Excerpt to read:
········

In an emailed statement to The Markup that was unsigned, the company’s media office said Michigan regulators’ questions are part of the standard process of reviewing insurance pricing.
In a written response to Michigan regulators, Allstate explained that if any two customers have the same risk profile but were assigned different rates initially, its systems would catch it and align their rates later in the process. “Allstate has not yet found any identical risks in Michigan,” Allstate wrote. “This is not an unexpected result, since the large number of possible price points when combining the proposed rating plan characteristics for each coverage make it extremely unlikely for identical risks to occur.”
Robert Hunter, a former Texas insurance commissioner and longtime critic of Allstate’s pricing practices, said the company’s argument is misleading because the insurer micro-segments policyholders using countless factors.
“If two policyholders were alike in every way but one drives a 2012 Honda Civic LX and the other a DX,” he said, Allstate would consider them “not-exactly-similar risks.”
Representatives from Allstate did not respond to The Markup’s request for comment about Hunter’s criticism.

········

Parts of the exercise:
A: In the Allstate pricing excerpt, which part of the company sent the unsigned emailed statement to The Markup?
B: From the Allstate pricing excerpt, extract the stretch from "In an emailed" through "reviewing insurance pricing.".
C: Decide whether each statement agrees with the Allstate pricing excerpt, answering yes or no and quoting the words that settle it. (i) Allstate told Michigan regulators it had found identical risks in Michigan. (ii) Robert Hunter is a former Texas insurance commissioner. (iii) Allstate representatives answered The Markup's request for comment about Hunter's criticism.
The entries that come next are drawn from a different source.

Record list:
········

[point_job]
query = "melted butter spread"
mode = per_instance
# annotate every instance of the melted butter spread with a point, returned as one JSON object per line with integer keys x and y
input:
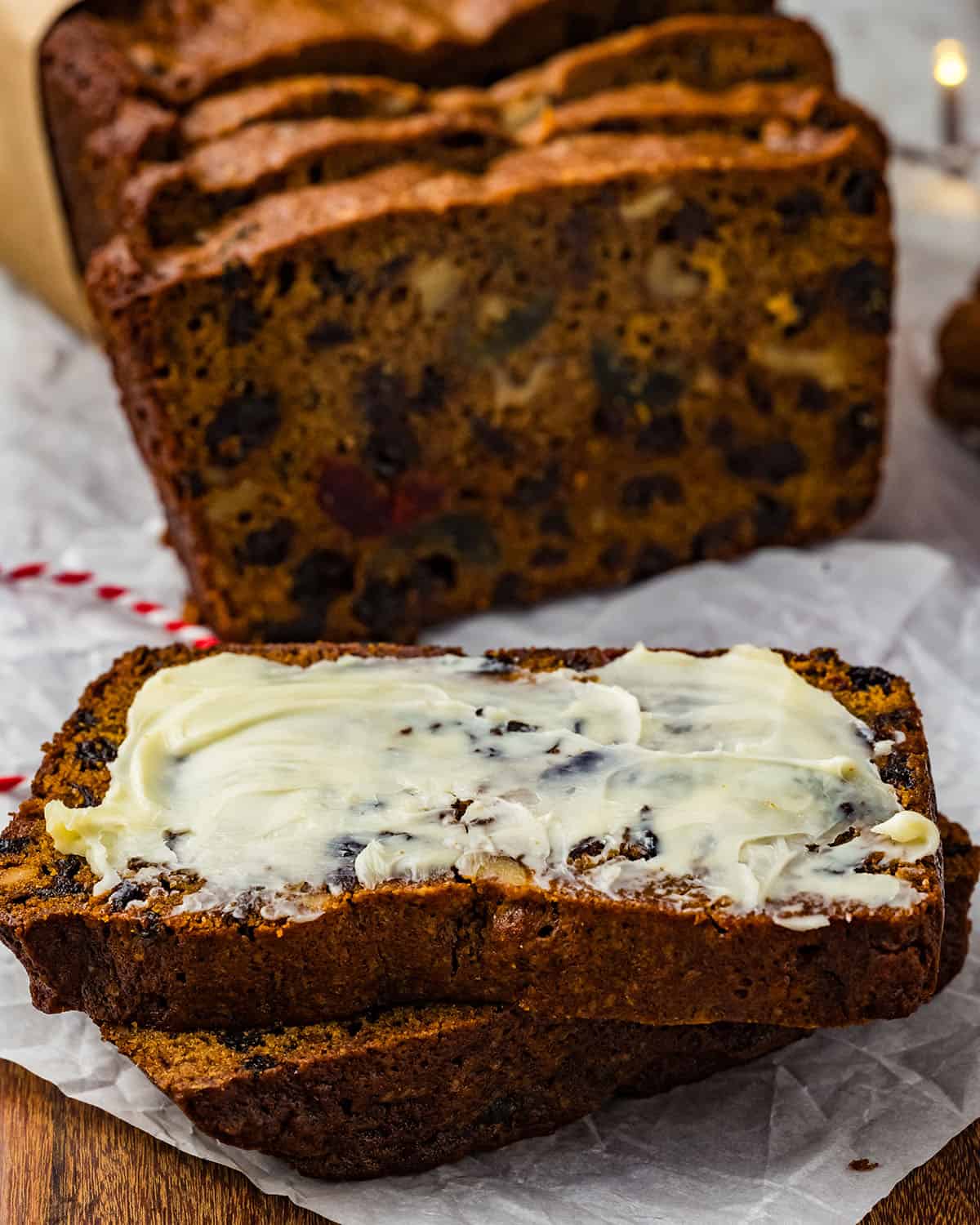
{"x": 727, "y": 781}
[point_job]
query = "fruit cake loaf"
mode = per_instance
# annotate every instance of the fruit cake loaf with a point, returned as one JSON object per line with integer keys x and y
{"x": 626, "y": 353}
{"x": 407, "y": 1088}
{"x": 115, "y": 78}
{"x": 379, "y": 889}
{"x": 956, "y": 396}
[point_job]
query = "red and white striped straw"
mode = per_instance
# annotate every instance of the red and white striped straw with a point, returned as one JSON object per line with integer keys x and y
{"x": 122, "y": 597}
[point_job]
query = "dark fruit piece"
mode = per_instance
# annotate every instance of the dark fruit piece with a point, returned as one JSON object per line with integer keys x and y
{"x": 639, "y": 492}
{"x": 865, "y": 292}
{"x": 328, "y": 335}
{"x": 862, "y": 191}
{"x": 240, "y": 425}
{"x": 519, "y": 327}
{"x": 773, "y": 462}
{"x": 267, "y": 546}
{"x": 691, "y": 223}
{"x": 799, "y": 210}
{"x": 813, "y": 397}
{"x": 321, "y": 577}
{"x": 243, "y": 323}
{"x": 391, "y": 448}
{"x": 858, "y": 431}
{"x": 381, "y": 608}
{"x": 773, "y": 519}
{"x": 653, "y": 560}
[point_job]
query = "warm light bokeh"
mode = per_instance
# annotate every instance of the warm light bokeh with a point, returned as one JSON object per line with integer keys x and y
{"x": 950, "y": 64}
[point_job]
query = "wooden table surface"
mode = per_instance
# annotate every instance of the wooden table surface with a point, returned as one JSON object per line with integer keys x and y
{"x": 63, "y": 1163}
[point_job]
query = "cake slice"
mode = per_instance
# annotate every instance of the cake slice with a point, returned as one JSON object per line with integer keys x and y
{"x": 299, "y": 833}
{"x": 408, "y": 396}
{"x": 403, "y": 1089}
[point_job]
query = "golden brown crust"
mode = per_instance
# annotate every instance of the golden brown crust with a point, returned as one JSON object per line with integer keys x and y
{"x": 115, "y": 78}
{"x": 555, "y": 953}
{"x": 408, "y": 1088}
{"x": 176, "y": 203}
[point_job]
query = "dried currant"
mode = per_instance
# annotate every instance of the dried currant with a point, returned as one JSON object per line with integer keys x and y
{"x": 321, "y": 577}
{"x": 799, "y": 210}
{"x": 718, "y": 539}
{"x": 857, "y": 433}
{"x": 555, "y": 522}
{"x": 243, "y": 321}
{"x": 519, "y": 327}
{"x": 813, "y": 397}
{"x": 391, "y": 448}
{"x": 382, "y": 607}
{"x": 240, "y": 425}
{"x": 663, "y": 435}
{"x": 95, "y": 752}
{"x": 653, "y": 560}
{"x": 773, "y": 462}
{"x": 808, "y": 304}
{"x": 259, "y": 1063}
{"x": 330, "y": 278}
{"x": 328, "y": 335}
{"x": 509, "y": 590}
{"x": 639, "y": 492}
{"x": 865, "y": 293}
{"x": 433, "y": 573}
{"x": 862, "y": 679}
{"x": 267, "y": 546}
{"x": 548, "y": 556}
{"x": 534, "y": 490}
{"x": 862, "y": 191}
{"x": 495, "y": 440}
{"x": 773, "y": 519}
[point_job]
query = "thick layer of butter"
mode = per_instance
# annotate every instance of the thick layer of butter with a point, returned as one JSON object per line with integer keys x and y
{"x": 728, "y": 774}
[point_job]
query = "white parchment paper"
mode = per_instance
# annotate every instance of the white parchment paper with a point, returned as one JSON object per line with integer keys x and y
{"x": 768, "y": 1143}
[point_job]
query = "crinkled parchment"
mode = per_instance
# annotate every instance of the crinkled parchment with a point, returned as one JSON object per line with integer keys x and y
{"x": 771, "y": 1142}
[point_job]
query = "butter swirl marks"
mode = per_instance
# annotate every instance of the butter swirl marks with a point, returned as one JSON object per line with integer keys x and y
{"x": 724, "y": 779}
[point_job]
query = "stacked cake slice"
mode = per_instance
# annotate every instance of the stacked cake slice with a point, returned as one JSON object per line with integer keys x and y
{"x": 399, "y": 348}
{"x": 370, "y": 909}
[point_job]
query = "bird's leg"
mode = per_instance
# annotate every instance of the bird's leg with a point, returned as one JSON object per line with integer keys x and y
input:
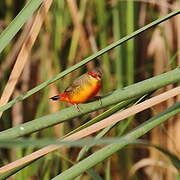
{"x": 98, "y": 98}
{"x": 77, "y": 106}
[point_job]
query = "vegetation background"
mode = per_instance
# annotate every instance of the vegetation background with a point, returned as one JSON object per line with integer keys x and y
{"x": 71, "y": 31}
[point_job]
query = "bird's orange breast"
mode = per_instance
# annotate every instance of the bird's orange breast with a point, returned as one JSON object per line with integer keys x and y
{"x": 85, "y": 91}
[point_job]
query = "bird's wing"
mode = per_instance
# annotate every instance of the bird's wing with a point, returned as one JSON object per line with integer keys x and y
{"x": 76, "y": 83}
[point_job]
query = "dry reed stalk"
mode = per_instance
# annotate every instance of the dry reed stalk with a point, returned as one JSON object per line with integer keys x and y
{"x": 24, "y": 52}
{"x": 96, "y": 127}
{"x": 84, "y": 44}
{"x": 177, "y": 123}
{"x": 147, "y": 162}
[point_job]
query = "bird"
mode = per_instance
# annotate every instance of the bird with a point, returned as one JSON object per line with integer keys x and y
{"x": 82, "y": 89}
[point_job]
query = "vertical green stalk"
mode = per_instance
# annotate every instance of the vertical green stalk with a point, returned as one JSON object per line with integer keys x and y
{"x": 102, "y": 23}
{"x": 130, "y": 44}
{"x": 118, "y": 50}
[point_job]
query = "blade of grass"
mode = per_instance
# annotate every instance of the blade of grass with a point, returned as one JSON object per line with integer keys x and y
{"x": 99, "y": 53}
{"x": 131, "y": 91}
{"x": 96, "y": 127}
{"x": 104, "y": 153}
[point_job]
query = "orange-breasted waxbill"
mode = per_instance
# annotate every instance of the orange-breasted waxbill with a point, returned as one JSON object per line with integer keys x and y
{"x": 82, "y": 89}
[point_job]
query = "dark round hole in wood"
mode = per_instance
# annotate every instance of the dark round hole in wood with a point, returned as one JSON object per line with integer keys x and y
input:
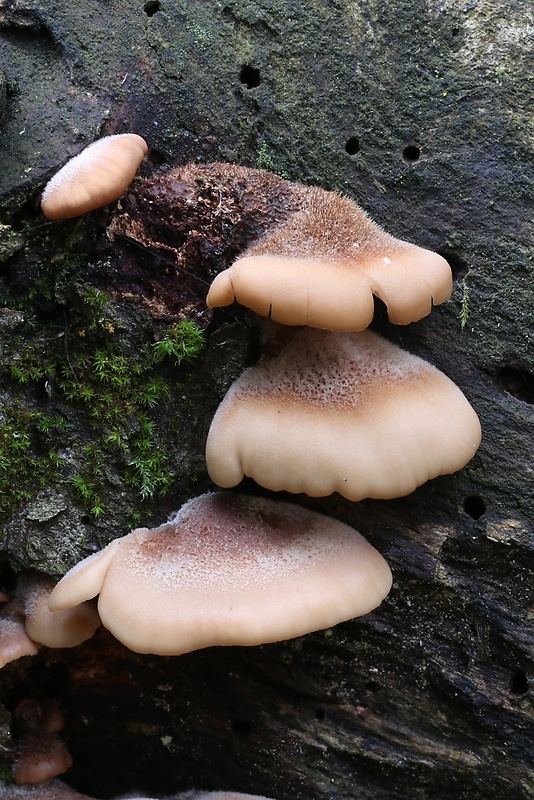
{"x": 250, "y": 76}
{"x": 411, "y": 153}
{"x": 518, "y": 683}
{"x": 474, "y": 506}
{"x": 457, "y": 264}
{"x": 517, "y": 382}
{"x": 352, "y": 145}
{"x": 151, "y": 7}
{"x": 241, "y": 727}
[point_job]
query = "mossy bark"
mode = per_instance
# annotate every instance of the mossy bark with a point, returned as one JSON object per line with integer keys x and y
{"x": 420, "y": 112}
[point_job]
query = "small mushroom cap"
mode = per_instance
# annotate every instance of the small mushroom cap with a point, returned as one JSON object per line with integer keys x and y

········

Written answers:
A: The company's media office.

B:
In an emailed statement to The Markup that was unsigned, the company’s media office said Michigan regulators’ questions are part of the standard process of reviewing insurance pricing.

C:
(i) No: "Allstate has not yet found any identical risks in Michigan"
(ii) Yes: "Robert Hunter, a former Texas insurance commissioner"
(iii) No: "Representatives from Allstate did not respond to The Markup’s request for comment about Hunter’s criticism."